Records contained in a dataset
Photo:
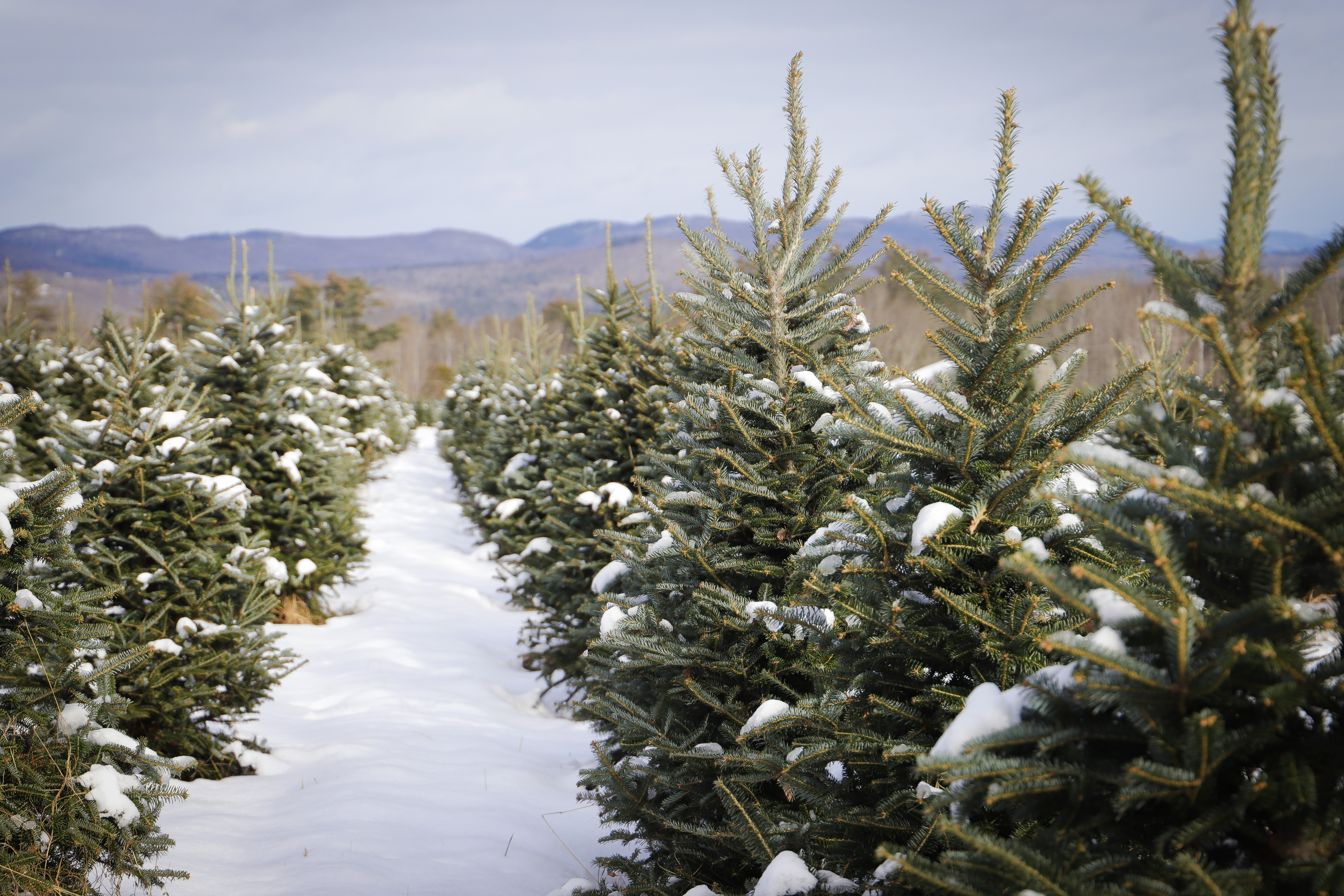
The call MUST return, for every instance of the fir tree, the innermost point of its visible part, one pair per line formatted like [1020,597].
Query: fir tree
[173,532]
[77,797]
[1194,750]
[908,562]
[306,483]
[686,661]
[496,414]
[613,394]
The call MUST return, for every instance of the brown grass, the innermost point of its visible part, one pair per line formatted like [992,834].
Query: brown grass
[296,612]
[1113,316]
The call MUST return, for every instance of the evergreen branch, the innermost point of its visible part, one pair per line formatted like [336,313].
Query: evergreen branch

• [Task instructions] Can you quote exactly the lines from the one containing "The call MUST return, for every instance of the brown" through the last line of the records above, and nothing else?

• [Result of this exercise]
The call MUST return, for every instance of the brown grass, the innermost point of its visible part, one pair per line formatted like [992,834].
Query: brown grass
[296,612]
[1113,316]
The call MUST return, for every instance of the evergreen branch, the innermost point of its visible part, one pair per line formatted like [336,313].
Query: evergreen branch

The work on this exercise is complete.